>> start

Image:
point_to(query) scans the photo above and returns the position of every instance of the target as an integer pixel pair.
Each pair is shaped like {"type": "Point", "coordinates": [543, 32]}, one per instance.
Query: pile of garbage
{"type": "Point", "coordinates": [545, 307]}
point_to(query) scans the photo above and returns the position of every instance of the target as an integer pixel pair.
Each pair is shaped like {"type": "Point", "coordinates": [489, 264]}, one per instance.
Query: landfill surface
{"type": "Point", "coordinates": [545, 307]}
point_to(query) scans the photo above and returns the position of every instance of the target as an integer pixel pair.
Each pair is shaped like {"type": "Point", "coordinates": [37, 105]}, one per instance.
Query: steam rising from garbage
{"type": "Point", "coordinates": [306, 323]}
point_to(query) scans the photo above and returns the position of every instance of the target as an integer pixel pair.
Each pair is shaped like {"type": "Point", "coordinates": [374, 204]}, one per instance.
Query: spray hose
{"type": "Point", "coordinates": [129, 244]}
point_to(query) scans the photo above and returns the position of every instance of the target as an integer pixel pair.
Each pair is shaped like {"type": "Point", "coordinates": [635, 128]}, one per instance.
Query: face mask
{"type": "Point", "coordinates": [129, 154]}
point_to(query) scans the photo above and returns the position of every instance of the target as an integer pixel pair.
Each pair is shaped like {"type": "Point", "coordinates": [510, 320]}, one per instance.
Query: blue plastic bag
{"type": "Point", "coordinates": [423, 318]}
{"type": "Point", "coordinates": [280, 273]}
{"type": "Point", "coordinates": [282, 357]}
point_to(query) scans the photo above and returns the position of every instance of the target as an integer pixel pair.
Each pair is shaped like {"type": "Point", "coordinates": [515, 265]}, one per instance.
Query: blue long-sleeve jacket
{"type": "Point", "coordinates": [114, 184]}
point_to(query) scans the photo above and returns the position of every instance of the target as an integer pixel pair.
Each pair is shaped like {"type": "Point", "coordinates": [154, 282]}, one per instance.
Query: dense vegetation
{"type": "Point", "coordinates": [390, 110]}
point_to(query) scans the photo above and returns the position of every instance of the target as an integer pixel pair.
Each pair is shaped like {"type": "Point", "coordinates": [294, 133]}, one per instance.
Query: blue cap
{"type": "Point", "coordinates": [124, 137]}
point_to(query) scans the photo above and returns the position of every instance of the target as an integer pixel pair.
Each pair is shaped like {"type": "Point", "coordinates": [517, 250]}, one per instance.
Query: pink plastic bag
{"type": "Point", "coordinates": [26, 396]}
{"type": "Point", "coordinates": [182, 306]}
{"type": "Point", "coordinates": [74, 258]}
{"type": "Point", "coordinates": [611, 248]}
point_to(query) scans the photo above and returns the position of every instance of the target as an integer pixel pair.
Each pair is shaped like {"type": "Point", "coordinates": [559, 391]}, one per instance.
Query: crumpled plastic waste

>> end

Give all the entries again exactly; leave none out.

## Result
Image:
point_to(query) scans the photo above and returns the position of every instance of the target as an integer pixel pair.
Each pair is shaped like {"type": "Point", "coordinates": [543, 32]}, one per instance.
Query: pile of garbage
{"type": "Point", "coordinates": [545, 307]}
point_to(query) scans the photo above and returns the position of every instance of the target as an integer pixel pair.
Each pair is shaped like {"type": "Point", "coordinates": [489, 264]}, one per instance.
Query: landfill surface
{"type": "Point", "coordinates": [545, 307]}
point_to(query) scans the photo above and returns the position of every instance of the target as an integer pixel pair.
Each pair is shaped like {"type": "Point", "coordinates": [37, 105]}, one per instance.
Query: steam rising from garbage
{"type": "Point", "coordinates": [306, 323]}
point_to(query) scans the photo above and returns the position of every instance of the target as an integer pixel pair.
Each pair is shaped like {"type": "Point", "coordinates": [374, 204]}, one per instance.
Query: spray hose
{"type": "Point", "coordinates": [129, 244]}
point_to(query) scans the photo above and returns the position of every instance of the target as an integer pixel pair.
Each pair is shaped like {"type": "Point", "coordinates": [635, 128]}, one per instance.
Query: face mask
{"type": "Point", "coordinates": [129, 154]}
point_to(query) scans the photo above and returns the position of every instance of the target as an integer pixel pair.
Each pair is shaped like {"type": "Point", "coordinates": [510, 320]}, one per instance.
Query: blue plastic bag
{"type": "Point", "coordinates": [423, 318]}
{"type": "Point", "coordinates": [280, 273]}
{"type": "Point", "coordinates": [282, 357]}
point_to(query) scans the photo above and returns the position of every instance of the target as an integer pixel pair.
Each pair is shaped like {"type": "Point", "coordinates": [515, 265]}, one per instance.
Query: blue long-sleeve jacket
{"type": "Point", "coordinates": [114, 184]}
point_to(query) scans the photo above and returns the position of every instance of the target as an integer pixel pair.
Each pair is shaped like {"type": "Point", "coordinates": [154, 282]}, one per instance.
Query: dense vegetation
{"type": "Point", "coordinates": [390, 110]}
point_to(query) scans the photo above and returns the position of every instance of the target as an integer pixel pair.
Each pair is shaped like {"type": "Point", "coordinates": [294, 133]}, one per instance.
Query: blue cap
{"type": "Point", "coordinates": [124, 137]}
point_to(query) scans the photo above and returns the position of every instance of the target as an integer pixel pair.
Each pair is shaped like {"type": "Point", "coordinates": [517, 250]}, one per instance.
Query: pink plastic bag
{"type": "Point", "coordinates": [26, 396]}
{"type": "Point", "coordinates": [182, 306]}
{"type": "Point", "coordinates": [74, 258]}
{"type": "Point", "coordinates": [611, 248]}
point_to(query) scans the photo above and returns the position of every instance of the target as an integer pixel pair.
Each pair is shaped like {"type": "Point", "coordinates": [559, 391]}, one per instance.
Query: crumpled plastic waste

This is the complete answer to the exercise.